=== Task directions ===
Duplicate the passage from the media database notes between "meta-data has sub" and "simple HTTP server.", inclusive.

=== Excerpted passage ===
BEGIN

Media Database Framework & Server

Python / SQLAlchemy PostgreSQL is probably the best fit for this part of the project.

For each handler there should be a python class which integrates with SQLAlchemy to populate a database. PostgreSQL has a non-blocking adapter for NodeJS, which other parts of the project is written in.

Relationships:

A file has one stream
A stream has many meta-data
A meta-data has many files
A meta-data has many streams

meta-data has sub meta-data. Example. A song has an album and an artist

Optimizations:

All searchable strings are also stored in a searchable format (described below in the scratchpad)

Application

The server should probably be implemented in Twisted as a simple HTTP server.

END

=== Material supplied ===

BEGIN

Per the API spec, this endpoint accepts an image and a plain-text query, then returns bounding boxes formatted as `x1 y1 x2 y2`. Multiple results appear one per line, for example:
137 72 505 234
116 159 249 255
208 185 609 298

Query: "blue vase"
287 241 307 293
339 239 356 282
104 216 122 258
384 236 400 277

END

=== Complete output ===
meta-data has sub meta-data. Example. A song has an album and an artist

Optimizations:

All searchable strings are also stored in a searchable format (described below in the scratchpad)

Application

The server should probably be implemented in Twisted as a simple HTTP server.